_EXERCISE_: Print, exactly as given, each line of the data from the line containing "row of tree" up to and including its last line.

_ENTRIES PROVIDED_:
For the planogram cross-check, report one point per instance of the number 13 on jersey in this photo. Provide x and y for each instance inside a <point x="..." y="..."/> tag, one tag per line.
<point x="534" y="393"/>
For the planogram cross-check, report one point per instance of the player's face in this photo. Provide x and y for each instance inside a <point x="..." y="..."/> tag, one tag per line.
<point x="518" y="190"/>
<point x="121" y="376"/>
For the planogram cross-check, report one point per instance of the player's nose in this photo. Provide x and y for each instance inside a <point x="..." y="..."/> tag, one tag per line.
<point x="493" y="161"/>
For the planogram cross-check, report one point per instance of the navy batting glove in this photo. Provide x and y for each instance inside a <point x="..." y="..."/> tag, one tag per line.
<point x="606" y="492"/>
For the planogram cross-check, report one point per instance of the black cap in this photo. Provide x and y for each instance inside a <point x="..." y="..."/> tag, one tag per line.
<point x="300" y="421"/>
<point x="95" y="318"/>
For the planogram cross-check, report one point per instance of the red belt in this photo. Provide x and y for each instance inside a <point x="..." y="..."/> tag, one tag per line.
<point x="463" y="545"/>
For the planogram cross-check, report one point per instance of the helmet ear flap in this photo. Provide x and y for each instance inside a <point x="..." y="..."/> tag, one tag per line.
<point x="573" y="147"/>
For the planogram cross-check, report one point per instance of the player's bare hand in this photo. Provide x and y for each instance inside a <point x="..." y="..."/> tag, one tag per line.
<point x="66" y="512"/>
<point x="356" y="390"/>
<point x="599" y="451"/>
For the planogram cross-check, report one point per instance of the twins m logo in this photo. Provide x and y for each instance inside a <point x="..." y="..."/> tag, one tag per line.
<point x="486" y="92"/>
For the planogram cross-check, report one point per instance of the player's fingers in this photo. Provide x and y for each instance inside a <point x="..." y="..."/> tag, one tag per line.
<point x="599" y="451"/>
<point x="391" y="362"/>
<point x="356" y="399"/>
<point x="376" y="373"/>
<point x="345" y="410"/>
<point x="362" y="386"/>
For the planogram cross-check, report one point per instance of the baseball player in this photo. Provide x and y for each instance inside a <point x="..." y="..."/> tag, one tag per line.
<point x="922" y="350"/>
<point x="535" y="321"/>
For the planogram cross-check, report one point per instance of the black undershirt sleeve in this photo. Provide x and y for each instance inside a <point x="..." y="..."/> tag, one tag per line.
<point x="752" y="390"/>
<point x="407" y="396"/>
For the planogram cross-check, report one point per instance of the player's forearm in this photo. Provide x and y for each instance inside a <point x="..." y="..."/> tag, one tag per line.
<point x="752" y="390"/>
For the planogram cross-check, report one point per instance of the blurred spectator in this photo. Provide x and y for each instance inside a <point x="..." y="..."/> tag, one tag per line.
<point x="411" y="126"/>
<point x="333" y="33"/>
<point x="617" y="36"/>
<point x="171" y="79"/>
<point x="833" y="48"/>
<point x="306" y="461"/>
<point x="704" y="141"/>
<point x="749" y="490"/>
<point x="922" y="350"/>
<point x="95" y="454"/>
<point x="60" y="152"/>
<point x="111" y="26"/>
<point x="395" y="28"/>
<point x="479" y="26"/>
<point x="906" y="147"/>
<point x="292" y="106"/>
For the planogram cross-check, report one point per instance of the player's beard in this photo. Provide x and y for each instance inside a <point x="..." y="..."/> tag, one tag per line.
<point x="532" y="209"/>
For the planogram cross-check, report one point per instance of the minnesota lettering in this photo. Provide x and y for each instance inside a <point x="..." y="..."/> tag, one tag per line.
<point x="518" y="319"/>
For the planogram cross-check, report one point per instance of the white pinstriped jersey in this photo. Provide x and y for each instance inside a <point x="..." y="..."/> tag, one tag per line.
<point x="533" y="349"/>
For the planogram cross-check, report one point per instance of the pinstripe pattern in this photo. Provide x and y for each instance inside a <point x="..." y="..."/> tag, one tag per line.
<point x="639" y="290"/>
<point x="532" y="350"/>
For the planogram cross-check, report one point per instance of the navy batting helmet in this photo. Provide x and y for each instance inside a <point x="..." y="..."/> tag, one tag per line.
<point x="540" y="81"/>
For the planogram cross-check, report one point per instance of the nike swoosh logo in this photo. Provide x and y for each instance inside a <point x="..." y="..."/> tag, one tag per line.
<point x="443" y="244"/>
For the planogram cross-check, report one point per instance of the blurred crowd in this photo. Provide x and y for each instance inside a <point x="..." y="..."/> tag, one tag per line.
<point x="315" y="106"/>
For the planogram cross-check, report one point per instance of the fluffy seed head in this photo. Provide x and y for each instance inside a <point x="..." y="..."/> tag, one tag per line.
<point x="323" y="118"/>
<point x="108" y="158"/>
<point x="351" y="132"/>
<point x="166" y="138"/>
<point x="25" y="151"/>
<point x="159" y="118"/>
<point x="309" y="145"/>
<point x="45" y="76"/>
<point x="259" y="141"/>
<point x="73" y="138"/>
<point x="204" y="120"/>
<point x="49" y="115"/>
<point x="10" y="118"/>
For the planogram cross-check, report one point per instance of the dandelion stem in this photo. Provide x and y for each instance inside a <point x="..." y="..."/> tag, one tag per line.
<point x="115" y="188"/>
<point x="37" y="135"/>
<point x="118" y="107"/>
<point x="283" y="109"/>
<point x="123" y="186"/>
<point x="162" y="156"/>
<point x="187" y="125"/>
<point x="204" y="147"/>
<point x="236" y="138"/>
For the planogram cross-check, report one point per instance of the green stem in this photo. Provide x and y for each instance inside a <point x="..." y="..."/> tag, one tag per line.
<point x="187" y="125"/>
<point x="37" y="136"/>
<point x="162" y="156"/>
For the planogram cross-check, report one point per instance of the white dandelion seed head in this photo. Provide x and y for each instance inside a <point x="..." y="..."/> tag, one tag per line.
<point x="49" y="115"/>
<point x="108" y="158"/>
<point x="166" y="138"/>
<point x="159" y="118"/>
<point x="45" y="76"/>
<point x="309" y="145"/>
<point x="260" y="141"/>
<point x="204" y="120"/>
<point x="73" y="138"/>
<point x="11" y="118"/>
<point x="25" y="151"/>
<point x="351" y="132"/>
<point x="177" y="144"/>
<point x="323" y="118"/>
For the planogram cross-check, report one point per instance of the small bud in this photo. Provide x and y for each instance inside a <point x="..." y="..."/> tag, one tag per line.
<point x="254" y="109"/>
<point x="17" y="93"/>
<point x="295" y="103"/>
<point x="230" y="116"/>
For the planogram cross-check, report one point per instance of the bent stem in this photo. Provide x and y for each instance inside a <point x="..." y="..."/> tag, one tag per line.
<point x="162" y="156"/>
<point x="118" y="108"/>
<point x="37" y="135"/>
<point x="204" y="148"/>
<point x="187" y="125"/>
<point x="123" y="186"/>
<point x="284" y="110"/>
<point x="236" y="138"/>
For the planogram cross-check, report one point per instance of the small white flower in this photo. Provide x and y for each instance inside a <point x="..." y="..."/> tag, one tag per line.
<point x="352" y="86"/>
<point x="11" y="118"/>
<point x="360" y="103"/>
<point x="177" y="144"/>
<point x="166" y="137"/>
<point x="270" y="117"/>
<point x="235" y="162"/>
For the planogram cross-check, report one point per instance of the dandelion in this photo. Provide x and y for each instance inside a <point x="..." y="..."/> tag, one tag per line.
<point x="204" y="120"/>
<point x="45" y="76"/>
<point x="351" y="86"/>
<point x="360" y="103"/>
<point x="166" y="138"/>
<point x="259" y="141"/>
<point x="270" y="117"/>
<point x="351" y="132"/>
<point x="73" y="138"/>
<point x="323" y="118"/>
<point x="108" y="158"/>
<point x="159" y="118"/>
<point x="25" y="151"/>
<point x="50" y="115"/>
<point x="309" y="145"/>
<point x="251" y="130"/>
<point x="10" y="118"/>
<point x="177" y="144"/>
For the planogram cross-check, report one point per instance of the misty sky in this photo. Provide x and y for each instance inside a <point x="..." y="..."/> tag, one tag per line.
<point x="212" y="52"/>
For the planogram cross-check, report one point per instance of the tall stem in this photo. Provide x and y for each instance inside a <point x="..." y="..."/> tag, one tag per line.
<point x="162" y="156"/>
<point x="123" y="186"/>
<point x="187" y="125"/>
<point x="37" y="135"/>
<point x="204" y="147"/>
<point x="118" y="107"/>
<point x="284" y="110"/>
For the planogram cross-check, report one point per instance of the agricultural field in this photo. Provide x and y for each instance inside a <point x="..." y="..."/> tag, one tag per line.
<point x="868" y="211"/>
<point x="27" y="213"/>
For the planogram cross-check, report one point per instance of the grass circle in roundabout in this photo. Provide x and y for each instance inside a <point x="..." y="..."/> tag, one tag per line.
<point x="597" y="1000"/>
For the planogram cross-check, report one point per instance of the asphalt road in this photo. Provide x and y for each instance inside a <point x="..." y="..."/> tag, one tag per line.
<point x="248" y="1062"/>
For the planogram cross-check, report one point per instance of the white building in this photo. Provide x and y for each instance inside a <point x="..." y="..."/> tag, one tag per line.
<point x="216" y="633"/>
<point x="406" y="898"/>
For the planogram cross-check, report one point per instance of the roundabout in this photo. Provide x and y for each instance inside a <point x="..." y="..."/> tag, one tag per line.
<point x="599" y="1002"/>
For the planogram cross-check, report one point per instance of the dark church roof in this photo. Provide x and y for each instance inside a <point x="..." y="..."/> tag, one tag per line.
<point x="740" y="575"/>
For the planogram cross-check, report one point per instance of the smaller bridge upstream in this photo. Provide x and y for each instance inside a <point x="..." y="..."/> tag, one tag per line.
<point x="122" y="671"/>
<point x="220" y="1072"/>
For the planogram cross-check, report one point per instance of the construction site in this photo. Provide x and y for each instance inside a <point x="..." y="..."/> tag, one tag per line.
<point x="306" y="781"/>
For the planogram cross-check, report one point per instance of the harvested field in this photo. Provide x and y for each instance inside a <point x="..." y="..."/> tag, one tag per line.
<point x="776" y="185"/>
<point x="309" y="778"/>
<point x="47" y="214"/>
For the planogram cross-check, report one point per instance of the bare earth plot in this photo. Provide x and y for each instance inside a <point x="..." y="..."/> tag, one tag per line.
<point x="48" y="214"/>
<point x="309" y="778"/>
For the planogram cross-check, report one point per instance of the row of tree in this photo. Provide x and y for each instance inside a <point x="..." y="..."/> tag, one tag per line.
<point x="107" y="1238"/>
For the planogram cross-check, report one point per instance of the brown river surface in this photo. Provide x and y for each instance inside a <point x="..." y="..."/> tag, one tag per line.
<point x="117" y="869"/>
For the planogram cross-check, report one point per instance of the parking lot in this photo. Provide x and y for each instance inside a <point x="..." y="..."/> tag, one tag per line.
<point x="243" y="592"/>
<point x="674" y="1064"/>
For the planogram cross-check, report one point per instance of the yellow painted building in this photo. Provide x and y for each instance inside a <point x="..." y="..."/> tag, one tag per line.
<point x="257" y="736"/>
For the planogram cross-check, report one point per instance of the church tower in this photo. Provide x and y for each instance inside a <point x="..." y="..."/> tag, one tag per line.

_WRITTEN RESPONSE_:
For the planogram cross-check, report one point per instance of the row of tree in this photo. Provide x and y for each instance inside a <point x="..." y="..."/> tag, one tag per line.
<point x="107" y="1238"/>
For the planogram cross-check, report one point per instance of the brown river surface in this photo. Provide x and y for each instance inside a <point x="..." y="..."/> tag, one tag per line.
<point x="117" y="869"/>
For the planogram cross-check, report one point per instance of the parking lot in this photo. Provide x and y for each instance inside a <point x="..." y="..."/> tag, one tag per line.
<point x="243" y="592"/>
<point x="674" y="1064"/>
For the planogram cross-check, report one point per instance of the yellow painted building in this photo. Provide x and y for each instance inside a <point x="..." y="..."/> tag, one tag per line.
<point x="257" y="736"/>
For the planogram cross-check, report one point per instance of the church tower in this photo. Provide x and y for each instance inside a <point x="..." y="..."/> tag, one tag per line.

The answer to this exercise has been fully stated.